Exercises:
(a) Which affiliation does the project summary give for its authors?
(b) Reproduce the part of the project summary starting with "Authors: Silivia Papalini, Nils" and going on through "hedonic eating behaviors.".

Authors: Silivia Papalini, Nils Kohn
Affiliation(s): Radboudumc/ Donders Institute
Keywords: Gut-Brain axis, reward system, hedonic eating, stress, anxiety
Research question(s):
The overarching objective of this research is to use stress-related parameters, consumption of ultra-processed high-caloric food (Diet intake), and other individual affective states/traits to unravel and quantify multivariate associations between gut microbiome and reward-related brain areas functioning (networks); and to use this join
information as a potential biomarker that can be associated to hedonic eating behaviors.
Link: OSF preregistration
Abstract:
Individuals with obesity and binge eating disorders are characterized by clinical forms of hedonic eating, changes in (food)reward-related brain activity, as well as in gut microbiome composition. These changes are thought to exist as a consequence of an interaction between the overexposure/consumption of ultra-processed high-caloric food, environmental factors including stress, and genetic background. Nonetheless, within the clinical population, there is a concerning individual variability in these changes. For example, there is a large variation in the structure and in the way the reward system responds to food items (and to food items under stress), and we still do not know how this variation affects eating behaviors. In the same vein, it remains largely unknown how the gut microbiome is reorganized by the overconsumption of ultra-processed high caloric food and stress, and which changes in the microbiome affect reward-related brain functionality and connected eating patterns. Most crucially, since the brain and the gut work in concert to regulate eating, the disjoint investigation of imaging and gut microbiome data is likely to contribute to a substantial part of the abovementioned variability. In turn, this problem leads to divergent etiological theories of excessive hedonic eating and to a lack of guidance for (clinical) interventional studies. We believe that to address this issue, integrative research is the right way to go.

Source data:
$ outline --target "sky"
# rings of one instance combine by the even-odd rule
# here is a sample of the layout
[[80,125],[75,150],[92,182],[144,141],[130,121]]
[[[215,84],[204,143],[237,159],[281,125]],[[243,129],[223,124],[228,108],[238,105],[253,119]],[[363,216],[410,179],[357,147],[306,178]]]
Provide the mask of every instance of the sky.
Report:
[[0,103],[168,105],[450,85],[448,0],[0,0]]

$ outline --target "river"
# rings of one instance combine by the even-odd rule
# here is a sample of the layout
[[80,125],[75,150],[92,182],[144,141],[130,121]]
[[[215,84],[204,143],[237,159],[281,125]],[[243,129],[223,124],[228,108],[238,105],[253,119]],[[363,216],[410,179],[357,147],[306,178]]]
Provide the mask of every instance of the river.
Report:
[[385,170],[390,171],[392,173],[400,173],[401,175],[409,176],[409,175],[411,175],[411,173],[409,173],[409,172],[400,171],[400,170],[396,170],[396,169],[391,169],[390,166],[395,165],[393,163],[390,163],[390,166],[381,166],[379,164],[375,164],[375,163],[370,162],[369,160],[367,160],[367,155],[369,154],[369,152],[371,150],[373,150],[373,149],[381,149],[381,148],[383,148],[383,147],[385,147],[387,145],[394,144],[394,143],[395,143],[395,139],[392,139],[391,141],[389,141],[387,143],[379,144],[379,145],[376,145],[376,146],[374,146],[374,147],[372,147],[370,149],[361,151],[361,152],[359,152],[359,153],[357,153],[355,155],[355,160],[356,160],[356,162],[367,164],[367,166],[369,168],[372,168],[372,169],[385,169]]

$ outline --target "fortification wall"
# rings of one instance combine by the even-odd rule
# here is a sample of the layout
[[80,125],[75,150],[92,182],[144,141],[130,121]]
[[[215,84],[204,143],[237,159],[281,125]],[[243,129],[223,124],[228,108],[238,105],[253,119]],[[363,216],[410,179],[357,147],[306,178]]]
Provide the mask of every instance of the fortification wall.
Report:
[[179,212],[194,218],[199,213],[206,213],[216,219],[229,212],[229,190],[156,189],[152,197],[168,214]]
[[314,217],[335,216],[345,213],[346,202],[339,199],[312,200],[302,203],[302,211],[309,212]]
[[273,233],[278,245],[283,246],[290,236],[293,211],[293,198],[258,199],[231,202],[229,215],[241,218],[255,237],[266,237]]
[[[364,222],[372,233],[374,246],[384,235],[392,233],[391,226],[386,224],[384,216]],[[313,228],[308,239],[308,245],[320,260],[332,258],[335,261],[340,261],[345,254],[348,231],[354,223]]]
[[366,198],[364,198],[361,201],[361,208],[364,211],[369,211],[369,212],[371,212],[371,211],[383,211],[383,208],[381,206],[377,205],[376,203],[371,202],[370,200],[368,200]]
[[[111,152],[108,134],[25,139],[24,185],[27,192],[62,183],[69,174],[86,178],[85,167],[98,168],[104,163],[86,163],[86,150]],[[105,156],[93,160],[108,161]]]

List of solutions:
(a) Radboudumc/ Donders Institute

(b)
Authors: Silivia Papalini, Nils Kohn
Affiliation(s): Radboudumc/ Donders Institute
Keywords: Gut-Brain axis, reward system, hedonic eating, stress, anxiety
Research question(s):
The overarching objective of this research is to use stress-related parameters, consumption of ultra-processed high-caloric food (Diet intake), and other individual affective states/traits to unravel and quantify multivariate associations between gut microbiome and reward-related brain areas functioning (networks); and to use this join
information as a potential biomarker that can be associated to hedonic eating behaviors.